**Request**
Rewrite the records below, substituting "required format" for "expected format" and leaving everything else as it is.

**Records for the task**

>>>>>

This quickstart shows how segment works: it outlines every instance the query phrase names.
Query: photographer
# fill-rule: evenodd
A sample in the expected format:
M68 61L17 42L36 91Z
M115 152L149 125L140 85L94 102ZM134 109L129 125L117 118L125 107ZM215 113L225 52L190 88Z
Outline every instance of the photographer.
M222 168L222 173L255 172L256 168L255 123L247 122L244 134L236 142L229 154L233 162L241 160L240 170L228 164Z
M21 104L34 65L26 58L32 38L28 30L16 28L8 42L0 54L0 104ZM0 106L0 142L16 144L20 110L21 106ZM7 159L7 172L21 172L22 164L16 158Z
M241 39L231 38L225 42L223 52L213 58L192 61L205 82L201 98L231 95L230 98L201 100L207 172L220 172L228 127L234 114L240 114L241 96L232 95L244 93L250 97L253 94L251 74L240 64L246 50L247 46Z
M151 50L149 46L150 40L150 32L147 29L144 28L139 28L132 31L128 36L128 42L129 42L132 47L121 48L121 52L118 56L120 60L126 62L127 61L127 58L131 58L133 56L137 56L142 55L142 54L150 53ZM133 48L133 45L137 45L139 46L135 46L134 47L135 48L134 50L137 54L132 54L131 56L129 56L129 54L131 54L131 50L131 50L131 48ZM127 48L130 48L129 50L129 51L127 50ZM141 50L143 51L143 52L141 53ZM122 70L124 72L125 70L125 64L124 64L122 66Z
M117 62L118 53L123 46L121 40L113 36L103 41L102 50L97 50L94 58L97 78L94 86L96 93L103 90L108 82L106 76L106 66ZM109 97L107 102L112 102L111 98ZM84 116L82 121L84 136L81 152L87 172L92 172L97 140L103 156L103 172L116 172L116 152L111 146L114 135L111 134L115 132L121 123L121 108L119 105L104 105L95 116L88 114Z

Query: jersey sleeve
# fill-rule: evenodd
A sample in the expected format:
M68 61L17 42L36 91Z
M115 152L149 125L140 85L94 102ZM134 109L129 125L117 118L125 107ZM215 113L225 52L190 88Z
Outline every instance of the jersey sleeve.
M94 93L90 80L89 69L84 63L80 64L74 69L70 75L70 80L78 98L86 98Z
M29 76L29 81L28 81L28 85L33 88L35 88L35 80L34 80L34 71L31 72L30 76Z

<<<<<

**Answer below**
This quickstart shows how segment works: it outlines every instance the query phrase names.
Query: photographer
# fill-rule: evenodd
A sample in the required format:
M68 61L17 42L36 91Z
M115 152L149 125L140 85L94 102ZM134 109L129 125L117 118L125 107ZM215 113L225 52L190 88Z
Outline every instance of the photographer.
M222 168L222 173L255 172L256 168L255 123L247 122L244 134L236 142L229 154L233 162L241 160L240 170L228 164Z
M21 104L34 65L26 58L32 38L28 30L16 28L8 42L0 54L0 104ZM0 106L0 142L16 144L20 110L21 106ZM7 159L7 172L21 172L22 164L16 158Z
M241 39L231 38L225 42L223 52L213 58L192 61L205 82L201 98L231 95L230 98L201 100L207 172L220 172L228 127L234 114L240 114L241 96L232 95L244 93L250 97L253 94L251 74L240 64L246 50L247 46Z
M151 50L149 46L150 40L150 32L147 29L144 28L139 28L132 31L128 36L128 42L129 42L132 47L121 48L121 52L118 56L120 60L126 62L127 61L127 58L131 58L133 56L137 56L142 55L142 54L150 53ZM133 48L133 45L137 45L139 46L135 46L134 47L135 48L134 50L137 54L132 54L131 56L129 56L129 54L131 54L131 50L131 50L131 48ZM127 48L130 48L129 50L129 51L127 50ZM141 50L143 51L143 52L141 53ZM122 70L124 72L125 70L125 64L124 64L122 66Z
M117 62L118 53L123 46L121 40L113 36L103 41L102 50L97 50L94 58L97 78L94 86L96 93L103 90L108 82L106 76L106 66ZM109 97L107 102L112 102L111 98ZM84 116L82 121L84 136L81 152L87 172L92 172L97 140L103 156L103 172L116 172L116 152L111 146L114 135L111 134L115 132L121 123L121 108L119 105L104 105L95 116L88 114Z

Query: jersey sleeve
# fill-rule: evenodd
A sample in the required format:
M68 61L17 42L36 91Z
M115 152L149 125L140 85L94 102ZM134 109L129 125L117 118L125 107ZM215 113L225 52L190 88Z
Outline every instance of the jersey sleeve.
M94 93L90 80L89 69L84 63L80 64L74 69L70 75L70 80L78 98L86 98Z
M29 76L29 81L28 81L28 85L33 88L35 88L35 80L34 80L34 71L31 72L30 76Z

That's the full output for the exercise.